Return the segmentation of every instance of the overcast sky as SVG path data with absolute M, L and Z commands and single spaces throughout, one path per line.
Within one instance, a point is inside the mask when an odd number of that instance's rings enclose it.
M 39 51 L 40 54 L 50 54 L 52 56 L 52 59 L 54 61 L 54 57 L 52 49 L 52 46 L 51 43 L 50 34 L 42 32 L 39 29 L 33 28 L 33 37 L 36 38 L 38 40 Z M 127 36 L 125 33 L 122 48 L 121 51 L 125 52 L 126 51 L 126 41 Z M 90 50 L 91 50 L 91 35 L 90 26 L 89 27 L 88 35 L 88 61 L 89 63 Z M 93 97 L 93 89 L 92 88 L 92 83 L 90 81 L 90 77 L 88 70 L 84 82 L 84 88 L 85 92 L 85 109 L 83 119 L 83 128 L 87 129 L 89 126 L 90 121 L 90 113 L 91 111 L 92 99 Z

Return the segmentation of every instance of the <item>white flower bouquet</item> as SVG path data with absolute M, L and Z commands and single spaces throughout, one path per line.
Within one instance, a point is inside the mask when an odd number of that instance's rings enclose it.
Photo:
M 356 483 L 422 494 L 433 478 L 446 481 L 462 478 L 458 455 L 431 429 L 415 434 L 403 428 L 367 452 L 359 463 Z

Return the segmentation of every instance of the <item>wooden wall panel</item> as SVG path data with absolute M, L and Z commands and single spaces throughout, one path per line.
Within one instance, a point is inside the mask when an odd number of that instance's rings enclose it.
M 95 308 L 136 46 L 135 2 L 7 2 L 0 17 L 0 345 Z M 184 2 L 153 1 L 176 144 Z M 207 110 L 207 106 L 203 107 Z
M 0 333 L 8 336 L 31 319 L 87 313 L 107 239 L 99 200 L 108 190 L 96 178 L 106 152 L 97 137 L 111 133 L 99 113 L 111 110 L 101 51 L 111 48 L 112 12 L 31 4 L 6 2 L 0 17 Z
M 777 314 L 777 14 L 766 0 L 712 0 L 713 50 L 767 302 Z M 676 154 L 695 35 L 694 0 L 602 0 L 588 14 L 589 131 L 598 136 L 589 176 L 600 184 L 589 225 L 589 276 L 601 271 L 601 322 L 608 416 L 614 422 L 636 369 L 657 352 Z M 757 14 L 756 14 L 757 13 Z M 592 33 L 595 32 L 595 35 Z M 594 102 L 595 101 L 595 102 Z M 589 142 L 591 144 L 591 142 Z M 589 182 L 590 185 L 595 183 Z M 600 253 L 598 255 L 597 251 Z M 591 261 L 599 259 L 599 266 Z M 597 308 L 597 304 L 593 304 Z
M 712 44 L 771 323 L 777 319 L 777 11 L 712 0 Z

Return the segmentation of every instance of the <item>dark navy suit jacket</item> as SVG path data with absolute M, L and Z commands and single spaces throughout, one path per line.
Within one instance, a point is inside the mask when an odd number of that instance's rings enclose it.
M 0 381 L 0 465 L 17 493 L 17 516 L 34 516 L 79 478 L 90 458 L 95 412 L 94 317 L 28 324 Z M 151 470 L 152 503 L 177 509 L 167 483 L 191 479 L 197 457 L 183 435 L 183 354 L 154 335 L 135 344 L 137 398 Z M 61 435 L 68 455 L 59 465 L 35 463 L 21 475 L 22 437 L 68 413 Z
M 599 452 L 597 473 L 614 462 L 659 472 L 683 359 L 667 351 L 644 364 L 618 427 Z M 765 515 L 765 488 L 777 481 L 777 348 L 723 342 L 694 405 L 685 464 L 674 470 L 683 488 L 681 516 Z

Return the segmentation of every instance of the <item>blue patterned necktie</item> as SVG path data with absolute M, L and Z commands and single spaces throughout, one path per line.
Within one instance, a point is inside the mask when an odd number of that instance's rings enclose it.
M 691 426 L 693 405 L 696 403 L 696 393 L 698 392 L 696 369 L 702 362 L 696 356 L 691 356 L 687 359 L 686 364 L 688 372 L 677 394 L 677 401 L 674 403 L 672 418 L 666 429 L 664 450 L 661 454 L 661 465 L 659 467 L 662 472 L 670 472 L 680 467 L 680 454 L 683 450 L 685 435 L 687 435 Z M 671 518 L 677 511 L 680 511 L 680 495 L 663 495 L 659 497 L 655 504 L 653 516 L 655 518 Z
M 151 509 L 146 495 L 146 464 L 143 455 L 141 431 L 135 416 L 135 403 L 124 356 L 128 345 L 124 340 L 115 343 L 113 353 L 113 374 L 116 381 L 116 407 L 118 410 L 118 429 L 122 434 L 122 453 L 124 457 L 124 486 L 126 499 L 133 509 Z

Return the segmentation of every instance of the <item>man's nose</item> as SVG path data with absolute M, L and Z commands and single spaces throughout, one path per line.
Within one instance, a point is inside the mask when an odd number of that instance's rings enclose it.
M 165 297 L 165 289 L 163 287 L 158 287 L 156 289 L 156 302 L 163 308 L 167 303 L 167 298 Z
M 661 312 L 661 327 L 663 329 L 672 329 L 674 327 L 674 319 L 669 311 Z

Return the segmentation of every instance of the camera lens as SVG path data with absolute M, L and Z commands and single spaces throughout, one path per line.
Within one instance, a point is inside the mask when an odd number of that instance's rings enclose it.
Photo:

------------------------

**GOAL:**
Please return every line of the records above verbatim and in their original order, without changing, adding, or leaving out anything.

**RESULT:**
Return the segmentation of every instance of the overcast sky as SVG path data with absolute M, L and Z commands and single spaces throughout, one path per line.
Within one instance, a point is inside the mask when an odd number of that instance's rings enclose it.
M 39 51 L 40 54 L 50 54 L 52 56 L 52 59 L 54 61 L 54 57 L 52 49 L 52 46 L 51 43 L 50 34 L 42 32 L 39 29 L 33 28 L 33 37 L 36 38 L 38 40 Z M 127 36 L 125 33 L 122 48 L 121 51 L 125 52 L 126 51 L 126 41 Z M 90 50 L 91 50 L 91 35 L 90 26 L 89 27 L 88 35 L 88 61 L 89 63 Z M 93 97 L 93 89 L 92 88 L 92 83 L 90 81 L 90 77 L 88 70 L 84 82 L 84 88 L 85 92 L 85 109 L 83 119 L 83 128 L 87 129 L 89 126 L 90 121 L 90 113 L 91 111 L 92 99 Z

Return the segmentation of every instance of the <item>white flower bouquet</item> as SVG path data with absolute M, L and Z commands and single spaces throughout, one path per line.
Within one instance, a point is inside the mask when an odd number of that instance's rings enclose it.
Photo:
M 356 483 L 422 494 L 433 478 L 446 481 L 462 478 L 458 455 L 431 429 L 415 434 L 403 428 L 367 452 L 359 463 Z

Return the segmentation of every instance of the <item>wooden wall panel</item> as SVG path data with absolute M, L and Z commands and single spaces throughout, one path per line.
Within one instance, a point is inside the mask when an odd number of that instance's rings enclose it.
M 95 308 L 136 46 L 135 2 L 7 2 L 0 17 L 0 345 Z M 184 2 L 153 1 L 176 144 Z M 207 110 L 207 106 L 203 107 Z
M 0 333 L 8 336 L 31 319 L 87 313 L 107 239 L 99 200 L 108 190 L 96 178 L 106 152 L 97 137 L 111 133 L 99 113 L 111 110 L 101 51 L 111 48 L 112 12 L 31 4 L 6 2 L 0 17 Z
M 777 314 L 777 14 L 766 0 L 712 0 L 713 50 L 767 302 Z M 676 154 L 695 35 L 694 0 L 602 0 L 588 14 L 589 131 L 598 136 L 589 176 L 600 184 L 589 225 L 589 276 L 601 271 L 601 322 L 608 416 L 614 422 L 636 369 L 657 352 Z M 757 14 L 756 14 L 757 13 Z M 592 33 L 595 32 L 595 35 Z M 594 102 L 595 101 L 595 102 Z M 589 142 L 591 144 L 591 142 Z M 589 182 L 590 185 L 595 183 Z M 600 253 L 598 255 L 597 251 Z M 591 261 L 599 259 L 599 266 Z M 597 308 L 597 304 L 593 304 Z
M 712 44 L 771 323 L 777 319 L 777 11 L 712 0 Z

Return the segmentation of every instance of the <item>dark navy suit jacket</item> as SVG path data with absolute M, L and Z commands and single spaces throughout, one path per line.
Within one instance, a point is inside the mask when an odd number of that instance's rings enclose it.
M 0 381 L 0 465 L 17 493 L 17 516 L 34 516 L 79 478 L 90 458 L 95 412 L 94 317 L 28 324 Z M 151 470 L 152 503 L 177 509 L 167 483 L 191 479 L 197 457 L 183 435 L 183 354 L 154 335 L 135 344 L 137 398 Z M 61 435 L 68 455 L 59 465 L 35 463 L 21 475 L 22 437 L 68 413 Z
M 599 452 L 597 473 L 614 462 L 659 472 L 683 359 L 667 351 L 644 364 L 618 427 Z M 765 515 L 765 488 L 777 481 L 777 348 L 723 342 L 694 405 L 685 464 L 674 470 L 683 488 L 681 516 Z

Return the segmentation of every instance of the <item>blue patterned necktie</item> as SVG path data with absolute M, L and Z commands and single spaces throughout, one path per line.
Within one instance, a point is inside the mask when an odd number of that instance's rings enclose it.
M 691 426 L 693 405 L 696 403 L 696 393 L 698 392 L 696 369 L 702 362 L 696 356 L 691 356 L 687 359 L 686 364 L 688 372 L 677 394 L 677 401 L 674 403 L 672 418 L 666 429 L 664 450 L 661 454 L 661 465 L 659 467 L 662 472 L 670 472 L 680 467 L 680 454 L 683 450 L 685 435 L 687 435 Z M 671 518 L 677 511 L 680 511 L 680 495 L 663 495 L 659 497 L 655 504 L 653 516 L 655 518 Z
M 151 509 L 146 495 L 146 464 L 143 455 L 141 431 L 135 416 L 135 403 L 124 356 L 128 345 L 124 340 L 115 343 L 113 353 L 113 374 L 116 381 L 116 407 L 118 410 L 118 429 L 122 434 L 122 453 L 124 457 L 124 486 L 126 499 L 133 509 Z

Return the segmentation of every instance of the <item>man's nose</item> as SVG path data with absolute M, L and Z commands and single spaces throughout, one path per line.
Within one instance, a point is inside the mask when an odd number of that instance's rings enclose it.
M 165 297 L 165 289 L 163 287 L 158 287 L 156 289 L 156 302 L 163 308 L 167 303 L 167 298 Z
M 661 312 L 661 327 L 663 329 L 672 329 L 674 327 L 674 319 L 669 311 Z

Return the segmentation of every instance of the camera lens as SVG path data with absolute M, L and Z commands and single spaces throughout, one path per line.
Within one instance, a point is inside the mask when an odd number of that instance's rings enclose it.
Photo:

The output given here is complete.